Qué elaborar: Copie sin modificación alguna las líneas comprendidas entre la que contiene "Task: produce, for" y la que contiene "106V96L431 91L423 94L413", ambas incluidas.

Datos almacenados:
++++

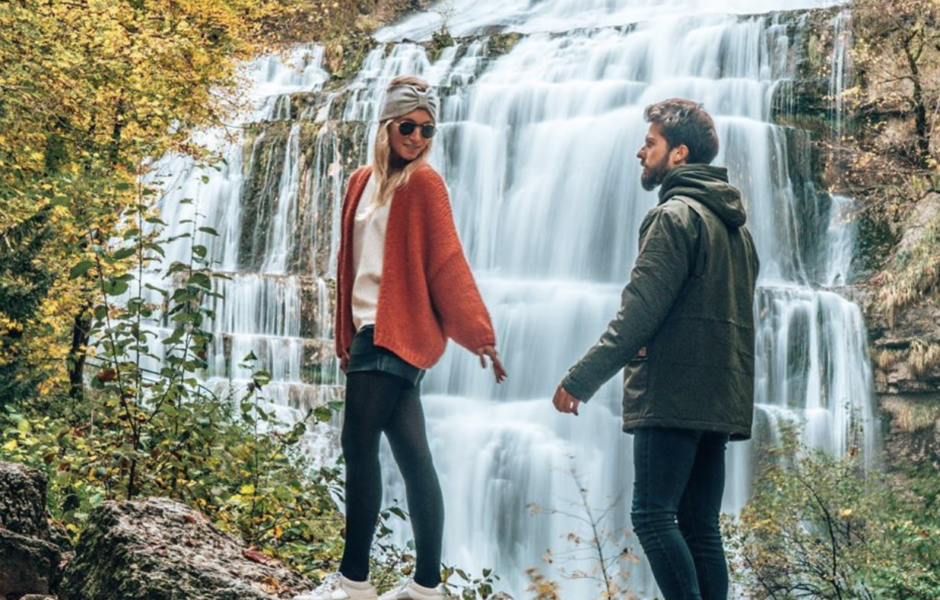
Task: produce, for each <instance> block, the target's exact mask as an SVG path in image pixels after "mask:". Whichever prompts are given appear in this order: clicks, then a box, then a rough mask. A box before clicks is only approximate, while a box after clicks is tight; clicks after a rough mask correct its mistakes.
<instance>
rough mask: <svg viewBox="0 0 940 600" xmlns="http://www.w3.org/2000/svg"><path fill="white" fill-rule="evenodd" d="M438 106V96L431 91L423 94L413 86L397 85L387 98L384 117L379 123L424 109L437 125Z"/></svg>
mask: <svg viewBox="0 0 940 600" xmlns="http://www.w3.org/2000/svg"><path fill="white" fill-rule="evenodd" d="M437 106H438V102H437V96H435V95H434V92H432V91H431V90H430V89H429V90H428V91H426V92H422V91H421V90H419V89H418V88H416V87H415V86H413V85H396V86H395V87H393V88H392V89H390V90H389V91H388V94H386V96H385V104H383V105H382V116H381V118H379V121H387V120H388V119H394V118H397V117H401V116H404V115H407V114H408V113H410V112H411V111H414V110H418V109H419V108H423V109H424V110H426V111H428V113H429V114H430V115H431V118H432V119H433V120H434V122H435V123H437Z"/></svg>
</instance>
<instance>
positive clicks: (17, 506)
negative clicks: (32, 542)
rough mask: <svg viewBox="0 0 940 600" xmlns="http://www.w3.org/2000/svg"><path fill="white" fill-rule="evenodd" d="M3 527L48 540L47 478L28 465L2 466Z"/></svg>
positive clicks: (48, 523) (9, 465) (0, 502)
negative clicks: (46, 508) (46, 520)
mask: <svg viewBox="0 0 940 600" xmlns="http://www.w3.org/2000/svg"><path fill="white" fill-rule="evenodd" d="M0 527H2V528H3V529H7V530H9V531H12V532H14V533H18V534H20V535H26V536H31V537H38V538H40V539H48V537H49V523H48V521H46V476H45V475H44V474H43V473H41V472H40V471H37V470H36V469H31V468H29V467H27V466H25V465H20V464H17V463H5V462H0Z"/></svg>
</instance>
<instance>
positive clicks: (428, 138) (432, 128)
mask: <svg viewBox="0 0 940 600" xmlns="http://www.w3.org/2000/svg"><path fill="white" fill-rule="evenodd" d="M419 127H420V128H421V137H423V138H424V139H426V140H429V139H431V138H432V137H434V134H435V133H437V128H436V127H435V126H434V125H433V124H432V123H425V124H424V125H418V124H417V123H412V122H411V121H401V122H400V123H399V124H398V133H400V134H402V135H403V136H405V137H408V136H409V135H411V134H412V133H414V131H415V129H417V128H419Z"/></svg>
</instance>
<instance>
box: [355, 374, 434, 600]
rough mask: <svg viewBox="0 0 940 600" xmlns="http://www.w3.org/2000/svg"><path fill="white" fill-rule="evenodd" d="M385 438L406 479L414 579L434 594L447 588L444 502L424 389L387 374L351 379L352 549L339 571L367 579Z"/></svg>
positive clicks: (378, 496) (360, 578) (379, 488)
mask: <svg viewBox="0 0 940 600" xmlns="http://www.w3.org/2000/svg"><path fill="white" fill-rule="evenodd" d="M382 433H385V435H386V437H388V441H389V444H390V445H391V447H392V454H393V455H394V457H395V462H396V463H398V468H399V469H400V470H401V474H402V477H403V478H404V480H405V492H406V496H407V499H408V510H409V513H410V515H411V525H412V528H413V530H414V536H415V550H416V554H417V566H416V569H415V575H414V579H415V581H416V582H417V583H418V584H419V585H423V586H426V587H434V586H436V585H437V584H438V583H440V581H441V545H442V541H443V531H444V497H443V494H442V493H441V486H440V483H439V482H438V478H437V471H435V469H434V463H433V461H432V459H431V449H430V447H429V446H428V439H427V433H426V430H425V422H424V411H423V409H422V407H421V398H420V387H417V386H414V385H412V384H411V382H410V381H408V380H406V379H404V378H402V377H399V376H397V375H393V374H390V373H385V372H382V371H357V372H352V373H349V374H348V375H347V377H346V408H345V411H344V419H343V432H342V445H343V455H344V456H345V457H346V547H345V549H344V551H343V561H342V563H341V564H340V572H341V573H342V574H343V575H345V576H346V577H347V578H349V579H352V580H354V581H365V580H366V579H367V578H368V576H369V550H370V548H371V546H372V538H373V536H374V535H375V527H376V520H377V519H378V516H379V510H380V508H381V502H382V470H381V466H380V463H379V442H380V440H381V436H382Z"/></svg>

++++

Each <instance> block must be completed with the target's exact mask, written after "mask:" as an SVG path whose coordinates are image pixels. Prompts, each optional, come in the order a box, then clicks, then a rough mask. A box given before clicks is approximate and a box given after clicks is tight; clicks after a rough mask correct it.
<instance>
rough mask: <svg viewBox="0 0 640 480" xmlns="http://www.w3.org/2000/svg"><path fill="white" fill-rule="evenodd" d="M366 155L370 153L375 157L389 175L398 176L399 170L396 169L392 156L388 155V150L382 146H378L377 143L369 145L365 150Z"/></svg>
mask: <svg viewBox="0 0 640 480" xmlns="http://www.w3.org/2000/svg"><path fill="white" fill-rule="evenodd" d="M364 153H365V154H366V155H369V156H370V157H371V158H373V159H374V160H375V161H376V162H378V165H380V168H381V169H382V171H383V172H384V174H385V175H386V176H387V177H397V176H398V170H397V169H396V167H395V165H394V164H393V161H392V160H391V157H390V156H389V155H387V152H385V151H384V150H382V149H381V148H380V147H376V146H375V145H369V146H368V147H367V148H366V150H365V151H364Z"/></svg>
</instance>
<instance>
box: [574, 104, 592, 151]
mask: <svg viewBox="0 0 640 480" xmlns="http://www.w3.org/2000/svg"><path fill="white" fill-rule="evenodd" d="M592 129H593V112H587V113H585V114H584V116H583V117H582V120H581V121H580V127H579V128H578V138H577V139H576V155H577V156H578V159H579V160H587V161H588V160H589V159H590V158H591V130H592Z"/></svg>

++++

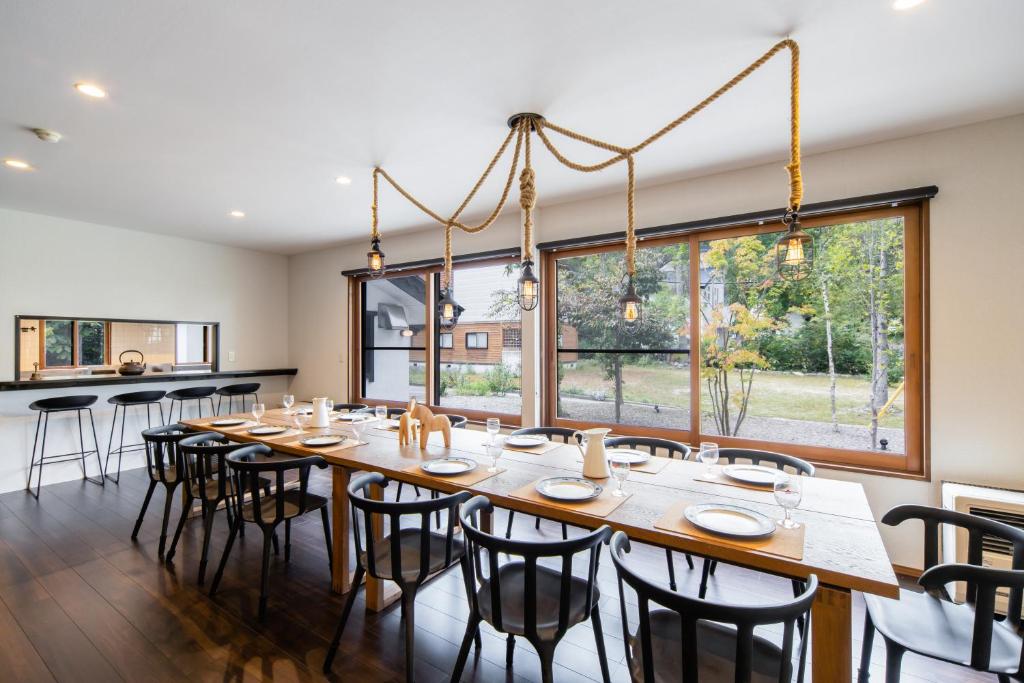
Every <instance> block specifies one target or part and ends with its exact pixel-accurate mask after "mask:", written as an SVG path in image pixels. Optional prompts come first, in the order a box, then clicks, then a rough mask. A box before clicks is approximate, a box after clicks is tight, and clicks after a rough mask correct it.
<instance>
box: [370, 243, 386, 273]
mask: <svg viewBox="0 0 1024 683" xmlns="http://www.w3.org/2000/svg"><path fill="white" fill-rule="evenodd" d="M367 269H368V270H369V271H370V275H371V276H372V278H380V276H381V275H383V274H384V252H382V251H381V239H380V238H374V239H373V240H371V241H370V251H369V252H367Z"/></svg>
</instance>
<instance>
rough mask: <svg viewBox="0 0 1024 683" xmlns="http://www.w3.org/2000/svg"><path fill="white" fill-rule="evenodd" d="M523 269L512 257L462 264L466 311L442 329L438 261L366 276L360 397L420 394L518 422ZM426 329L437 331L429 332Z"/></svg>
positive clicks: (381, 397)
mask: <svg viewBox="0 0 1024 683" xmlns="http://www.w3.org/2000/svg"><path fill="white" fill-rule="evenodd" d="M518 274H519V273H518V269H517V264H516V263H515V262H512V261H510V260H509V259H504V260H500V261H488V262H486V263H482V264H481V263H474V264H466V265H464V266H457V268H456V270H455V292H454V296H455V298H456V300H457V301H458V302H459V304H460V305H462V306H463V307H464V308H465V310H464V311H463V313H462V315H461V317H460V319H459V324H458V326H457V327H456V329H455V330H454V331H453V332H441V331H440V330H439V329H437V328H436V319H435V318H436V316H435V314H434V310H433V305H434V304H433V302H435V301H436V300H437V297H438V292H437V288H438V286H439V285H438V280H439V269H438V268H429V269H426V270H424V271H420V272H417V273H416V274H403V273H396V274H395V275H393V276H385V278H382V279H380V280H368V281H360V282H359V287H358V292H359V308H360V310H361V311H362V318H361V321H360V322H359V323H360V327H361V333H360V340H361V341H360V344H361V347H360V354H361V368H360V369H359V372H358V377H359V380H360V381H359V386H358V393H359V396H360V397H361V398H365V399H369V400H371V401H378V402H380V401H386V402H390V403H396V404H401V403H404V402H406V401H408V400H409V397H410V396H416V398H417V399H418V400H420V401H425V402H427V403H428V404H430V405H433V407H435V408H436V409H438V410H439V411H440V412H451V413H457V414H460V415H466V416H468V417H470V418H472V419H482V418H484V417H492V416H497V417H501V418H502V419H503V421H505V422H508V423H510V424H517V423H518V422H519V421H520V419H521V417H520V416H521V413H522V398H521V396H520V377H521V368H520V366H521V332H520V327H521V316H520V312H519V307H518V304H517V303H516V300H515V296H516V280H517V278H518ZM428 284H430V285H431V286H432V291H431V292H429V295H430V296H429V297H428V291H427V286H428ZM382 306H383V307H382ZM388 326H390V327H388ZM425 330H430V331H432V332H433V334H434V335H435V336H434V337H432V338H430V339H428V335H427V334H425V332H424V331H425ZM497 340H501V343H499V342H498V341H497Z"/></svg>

++++

Respuesta solicitada:
Task: produce, for each <instance> block, the target's exact mask as an SVG path in image pixels after "mask:". Whichever prompts are given appear in this order: clicks, then a box, then a rough mask. A box before clicks is only approximate, while a box after clicks is tight; clicks after a rough mask correct its mistakes.
<instance>
rough mask: <svg viewBox="0 0 940 600" xmlns="http://www.w3.org/2000/svg"><path fill="white" fill-rule="evenodd" d="M438 106V96L431 91L423 94L413 86L397 85L387 98L384 117L379 123L424 109L437 125Z"/></svg>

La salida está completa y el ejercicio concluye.